====== EXTRACTED INFORMATION
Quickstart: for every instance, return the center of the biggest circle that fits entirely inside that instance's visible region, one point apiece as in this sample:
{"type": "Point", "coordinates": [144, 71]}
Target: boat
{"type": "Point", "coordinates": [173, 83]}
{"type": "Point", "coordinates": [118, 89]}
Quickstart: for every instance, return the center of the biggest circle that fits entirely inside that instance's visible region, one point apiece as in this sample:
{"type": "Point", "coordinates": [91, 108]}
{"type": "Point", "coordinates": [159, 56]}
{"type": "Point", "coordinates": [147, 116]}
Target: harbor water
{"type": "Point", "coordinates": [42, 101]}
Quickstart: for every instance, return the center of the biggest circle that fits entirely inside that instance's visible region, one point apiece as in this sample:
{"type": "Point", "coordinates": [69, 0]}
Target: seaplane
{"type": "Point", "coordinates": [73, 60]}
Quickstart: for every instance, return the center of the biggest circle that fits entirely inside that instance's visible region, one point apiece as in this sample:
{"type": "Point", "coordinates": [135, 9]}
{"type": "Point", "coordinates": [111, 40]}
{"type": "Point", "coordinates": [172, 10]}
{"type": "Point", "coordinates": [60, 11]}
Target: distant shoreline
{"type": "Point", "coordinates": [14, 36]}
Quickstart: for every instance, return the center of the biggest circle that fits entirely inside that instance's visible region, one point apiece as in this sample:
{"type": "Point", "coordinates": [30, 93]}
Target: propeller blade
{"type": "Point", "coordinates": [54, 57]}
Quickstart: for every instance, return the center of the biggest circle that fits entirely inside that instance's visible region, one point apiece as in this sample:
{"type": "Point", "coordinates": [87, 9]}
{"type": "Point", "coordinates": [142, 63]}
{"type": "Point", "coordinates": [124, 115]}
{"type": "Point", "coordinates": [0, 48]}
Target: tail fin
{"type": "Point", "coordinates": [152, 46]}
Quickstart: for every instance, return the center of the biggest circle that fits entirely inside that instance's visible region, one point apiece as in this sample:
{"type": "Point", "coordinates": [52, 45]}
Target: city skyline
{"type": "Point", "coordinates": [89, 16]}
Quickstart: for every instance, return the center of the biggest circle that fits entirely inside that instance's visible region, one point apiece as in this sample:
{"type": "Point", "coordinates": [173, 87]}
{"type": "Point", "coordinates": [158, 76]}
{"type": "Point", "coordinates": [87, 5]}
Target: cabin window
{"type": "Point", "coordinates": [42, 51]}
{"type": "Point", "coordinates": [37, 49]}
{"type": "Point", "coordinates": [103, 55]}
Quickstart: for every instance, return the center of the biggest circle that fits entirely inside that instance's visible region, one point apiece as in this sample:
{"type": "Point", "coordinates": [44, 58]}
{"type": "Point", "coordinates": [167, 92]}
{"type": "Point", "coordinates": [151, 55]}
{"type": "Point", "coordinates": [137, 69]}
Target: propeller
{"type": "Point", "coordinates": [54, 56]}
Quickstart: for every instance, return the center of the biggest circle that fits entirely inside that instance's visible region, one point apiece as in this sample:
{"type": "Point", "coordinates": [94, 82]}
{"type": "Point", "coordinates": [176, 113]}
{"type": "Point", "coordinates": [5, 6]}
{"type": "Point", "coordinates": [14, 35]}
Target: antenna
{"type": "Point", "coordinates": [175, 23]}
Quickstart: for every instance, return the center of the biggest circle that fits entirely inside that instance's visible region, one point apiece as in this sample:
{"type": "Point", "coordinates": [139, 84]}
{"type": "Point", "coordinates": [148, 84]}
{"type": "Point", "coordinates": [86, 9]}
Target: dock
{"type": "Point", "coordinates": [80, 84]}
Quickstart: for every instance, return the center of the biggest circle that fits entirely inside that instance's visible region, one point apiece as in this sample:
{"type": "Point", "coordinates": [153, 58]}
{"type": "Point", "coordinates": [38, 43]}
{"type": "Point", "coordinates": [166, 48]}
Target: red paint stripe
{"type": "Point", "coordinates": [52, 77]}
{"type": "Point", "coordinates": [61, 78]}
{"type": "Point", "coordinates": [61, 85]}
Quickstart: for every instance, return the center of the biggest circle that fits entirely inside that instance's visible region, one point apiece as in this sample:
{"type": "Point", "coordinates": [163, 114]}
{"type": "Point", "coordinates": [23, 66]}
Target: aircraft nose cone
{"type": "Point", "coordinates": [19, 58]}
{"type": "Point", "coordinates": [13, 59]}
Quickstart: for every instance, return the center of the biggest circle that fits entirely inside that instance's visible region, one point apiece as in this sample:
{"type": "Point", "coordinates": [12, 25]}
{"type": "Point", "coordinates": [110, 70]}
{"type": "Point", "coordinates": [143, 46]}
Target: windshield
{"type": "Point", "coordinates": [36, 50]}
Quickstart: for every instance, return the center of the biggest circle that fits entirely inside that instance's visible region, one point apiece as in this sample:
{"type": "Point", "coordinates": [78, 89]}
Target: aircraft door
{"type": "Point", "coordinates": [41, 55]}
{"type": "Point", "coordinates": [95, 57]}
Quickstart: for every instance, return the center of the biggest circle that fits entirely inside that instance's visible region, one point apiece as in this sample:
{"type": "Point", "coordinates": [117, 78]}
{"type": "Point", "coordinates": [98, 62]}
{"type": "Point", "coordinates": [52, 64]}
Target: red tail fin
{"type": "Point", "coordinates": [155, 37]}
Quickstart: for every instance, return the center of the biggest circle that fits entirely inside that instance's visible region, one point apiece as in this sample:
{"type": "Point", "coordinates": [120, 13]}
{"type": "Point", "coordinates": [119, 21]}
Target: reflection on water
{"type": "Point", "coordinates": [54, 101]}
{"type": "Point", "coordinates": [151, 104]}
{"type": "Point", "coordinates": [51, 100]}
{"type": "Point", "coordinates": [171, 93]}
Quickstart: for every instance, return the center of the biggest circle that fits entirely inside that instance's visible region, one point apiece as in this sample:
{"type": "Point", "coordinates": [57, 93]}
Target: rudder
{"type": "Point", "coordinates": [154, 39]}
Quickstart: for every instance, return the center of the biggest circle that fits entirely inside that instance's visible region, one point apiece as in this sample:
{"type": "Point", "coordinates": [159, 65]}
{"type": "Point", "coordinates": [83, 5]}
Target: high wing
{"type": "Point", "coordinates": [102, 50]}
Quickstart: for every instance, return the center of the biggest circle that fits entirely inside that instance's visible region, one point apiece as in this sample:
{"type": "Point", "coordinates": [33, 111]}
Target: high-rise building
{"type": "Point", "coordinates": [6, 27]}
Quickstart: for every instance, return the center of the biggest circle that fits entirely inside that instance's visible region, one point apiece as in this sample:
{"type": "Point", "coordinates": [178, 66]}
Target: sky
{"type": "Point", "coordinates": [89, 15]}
============
From the records above, extract everything verbatim.

WRITTEN RESPONSE:
Quickstart: for every instance, return the center of the biggest circle that fits entirely inside that instance's visible region, one point apiece as in this sample:
{"type": "Point", "coordinates": [144, 71]}
Target: boat
{"type": "Point", "coordinates": [173, 83]}
{"type": "Point", "coordinates": [118, 89]}
Quickstart: for every instance, return the center of the biggest circle that fits entirely inside that instance's visible region, one point apiece as in this sample:
{"type": "Point", "coordinates": [91, 108]}
{"type": "Point", "coordinates": [159, 56]}
{"type": "Point", "coordinates": [147, 116]}
Target: harbor water
{"type": "Point", "coordinates": [42, 101]}
Quickstart: for every instance, return the center of the biggest circle that fits entirely inside that instance's visible region, one point apiece as in this sample:
{"type": "Point", "coordinates": [69, 0]}
Target: seaplane
{"type": "Point", "coordinates": [73, 60]}
Quickstart: for every instance, return the center of the biggest circle that fits entirely inside that instance's visible region, one point apiece as in this sample:
{"type": "Point", "coordinates": [135, 9]}
{"type": "Point", "coordinates": [111, 40]}
{"type": "Point", "coordinates": [172, 10]}
{"type": "Point", "coordinates": [60, 11]}
Target: distant shoreline
{"type": "Point", "coordinates": [14, 36]}
Quickstart: for every instance, return the center of the biggest circle that fits entirely inside that instance's visible region, one point apiece as in this sample:
{"type": "Point", "coordinates": [30, 93]}
Target: propeller blade
{"type": "Point", "coordinates": [54, 57]}
Quickstart: for every instance, return the center of the biggest circle that fits entirely inside that instance's visible region, one point apiece as in this sample:
{"type": "Point", "coordinates": [87, 9]}
{"type": "Point", "coordinates": [142, 63]}
{"type": "Point", "coordinates": [124, 115]}
{"type": "Point", "coordinates": [0, 48]}
Target: tail fin
{"type": "Point", "coordinates": [152, 46]}
Quickstart: for every instance, return the center of the biggest circle that fits entirely inside that instance's visible region, one point apiece as in this sample:
{"type": "Point", "coordinates": [52, 45]}
Target: city skyline
{"type": "Point", "coordinates": [89, 16]}
Quickstart: for every instance, return the center of the biggest circle that fits entirely inside that instance's visible region, one point apiece as in this sample:
{"type": "Point", "coordinates": [173, 87]}
{"type": "Point", "coordinates": [158, 76]}
{"type": "Point", "coordinates": [87, 5]}
Target: cabin window
{"type": "Point", "coordinates": [42, 51]}
{"type": "Point", "coordinates": [37, 49]}
{"type": "Point", "coordinates": [103, 55]}
Quickstart: for every instance, return the center of the biggest circle that fits entirely inside that instance's visible region, one point apiece as in this sample:
{"type": "Point", "coordinates": [44, 58]}
{"type": "Point", "coordinates": [167, 92]}
{"type": "Point", "coordinates": [151, 55]}
{"type": "Point", "coordinates": [137, 69]}
Target: propeller
{"type": "Point", "coordinates": [54, 56]}
Quickstart: for every instance, return the center of the biggest circle that fits entirely inside that instance's visible region, one point apiece as in this sample:
{"type": "Point", "coordinates": [94, 82]}
{"type": "Point", "coordinates": [176, 113]}
{"type": "Point", "coordinates": [5, 6]}
{"type": "Point", "coordinates": [14, 35]}
Target: antenna
{"type": "Point", "coordinates": [175, 23]}
Quickstart: for every instance, return the center of the biggest circle that fits entirely inside that instance's visible region, one point apiece as in this sample:
{"type": "Point", "coordinates": [139, 84]}
{"type": "Point", "coordinates": [148, 84]}
{"type": "Point", "coordinates": [86, 9]}
Target: dock
{"type": "Point", "coordinates": [80, 84]}
Quickstart: for every instance, return the center of the biggest circle that fits entirely inside that instance's visible region, one point apiece as in this sample:
{"type": "Point", "coordinates": [153, 58]}
{"type": "Point", "coordinates": [38, 43]}
{"type": "Point", "coordinates": [166, 48]}
Target: red paint stripe
{"type": "Point", "coordinates": [52, 77]}
{"type": "Point", "coordinates": [61, 78]}
{"type": "Point", "coordinates": [61, 85]}
Quickstart: for every instance, return the center of the biggest circle that fits entirely inside that instance's visible region, one point apiece as in this sample:
{"type": "Point", "coordinates": [163, 114]}
{"type": "Point", "coordinates": [23, 66]}
Target: aircraft nose cone
{"type": "Point", "coordinates": [19, 58]}
{"type": "Point", "coordinates": [13, 59]}
Quickstart: for every instance, return the center of the biggest circle that fits entirely inside that instance's visible region, one point apiece as in this sample:
{"type": "Point", "coordinates": [12, 25]}
{"type": "Point", "coordinates": [110, 70]}
{"type": "Point", "coordinates": [143, 46]}
Target: windshield
{"type": "Point", "coordinates": [36, 50]}
Quickstart: for every instance, return the center of the biggest circle that fits entirely inside that instance's visible region, one point apiece as in this sample:
{"type": "Point", "coordinates": [78, 89]}
Target: aircraft door
{"type": "Point", "coordinates": [41, 55]}
{"type": "Point", "coordinates": [95, 57]}
Quickstart: for every instance, return the center of the biggest circle that fits entirely inside that instance's visible region, one point apiece as in this sample:
{"type": "Point", "coordinates": [117, 78]}
{"type": "Point", "coordinates": [98, 62]}
{"type": "Point", "coordinates": [52, 64]}
Target: red tail fin
{"type": "Point", "coordinates": [155, 37]}
Quickstart: for every instance, return the center of the biggest circle that fits entirely inside that instance's visible region, one point apiece as in this sample:
{"type": "Point", "coordinates": [120, 13]}
{"type": "Point", "coordinates": [119, 21]}
Target: reflection on water
{"type": "Point", "coordinates": [54, 101]}
{"type": "Point", "coordinates": [151, 104]}
{"type": "Point", "coordinates": [51, 100]}
{"type": "Point", "coordinates": [171, 93]}
Quickstart: for every instance, return the center of the biggest circle that fits entirely inside that instance's visible region, one point apiece as in this sample:
{"type": "Point", "coordinates": [57, 93]}
Target: rudder
{"type": "Point", "coordinates": [154, 39]}
Quickstart: for every instance, return the center of the biggest circle that fits entirely inside that instance's visible region, one point apiece as in this sample:
{"type": "Point", "coordinates": [159, 65]}
{"type": "Point", "coordinates": [83, 5]}
Target: high wing
{"type": "Point", "coordinates": [102, 50]}
Quickstart: for every instance, return the center of the biggest circle that fits entirely inside that instance's visible region, one point apiece as in this sample:
{"type": "Point", "coordinates": [33, 111]}
Target: high-rise building
{"type": "Point", "coordinates": [6, 27]}
Quickstart: for every instance, return the center of the biggest circle that fits entirely inside that instance's visible region, one point apiece as in this sample:
{"type": "Point", "coordinates": [178, 66]}
Target: sky
{"type": "Point", "coordinates": [89, 15]}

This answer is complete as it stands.